◆ Aim ◆
Quote the records word for word, starting at the line containing "Can you spot the green" and ending at the line containing "x=721, y=513", with both of those lines included.

◆ Material for the task ◆
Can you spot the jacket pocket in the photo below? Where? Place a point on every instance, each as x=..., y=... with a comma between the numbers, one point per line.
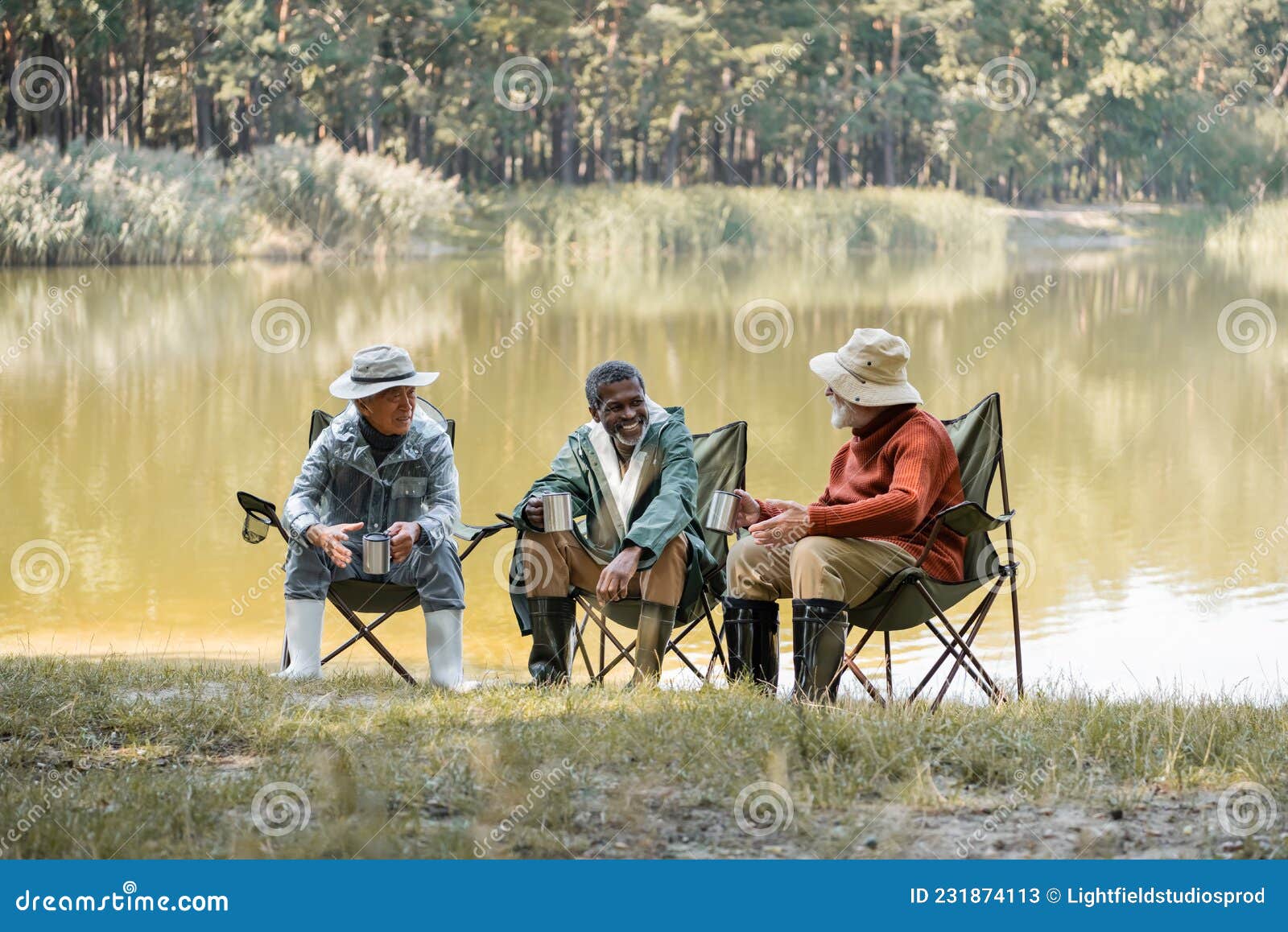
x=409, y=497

* * *

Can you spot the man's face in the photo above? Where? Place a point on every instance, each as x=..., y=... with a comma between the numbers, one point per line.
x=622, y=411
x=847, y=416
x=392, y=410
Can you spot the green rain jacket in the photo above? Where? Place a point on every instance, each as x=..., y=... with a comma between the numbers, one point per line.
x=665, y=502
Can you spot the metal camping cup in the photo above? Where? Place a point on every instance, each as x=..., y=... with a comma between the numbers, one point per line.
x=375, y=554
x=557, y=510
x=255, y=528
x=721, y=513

--

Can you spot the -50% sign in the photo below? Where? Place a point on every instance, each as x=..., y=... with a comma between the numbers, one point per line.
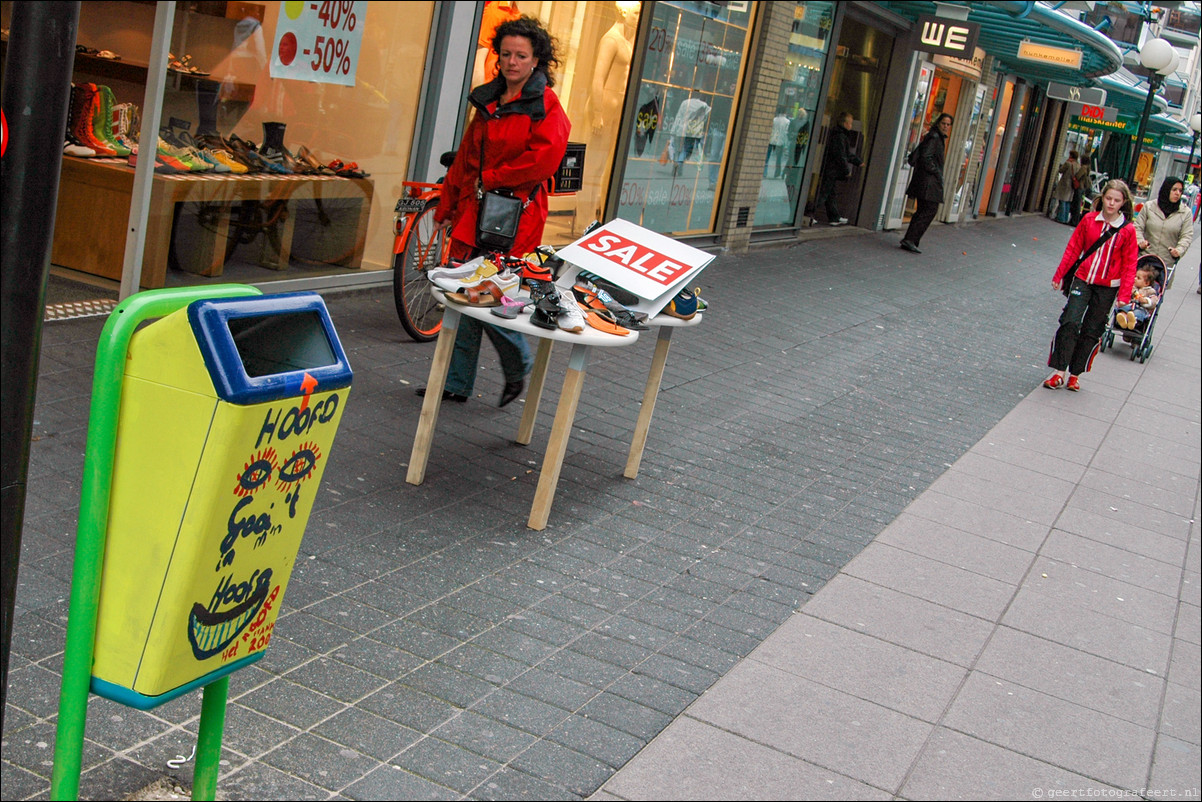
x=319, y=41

◆ Answer to the task ◆
Can you spot the green rain jacket in the photo above? Where? Place a point on every instance, each as x=..., y=... with a comma between the numbers, one point per line.
x=665, y=502
Can you spot the metal camping cup in the photo above? Where? Place a point on every instance, each as x=..., y=... with a comma between the numbers, one point per line.
x=375, y=554
x=557, y=510
x=255, y=528
x=721, y=513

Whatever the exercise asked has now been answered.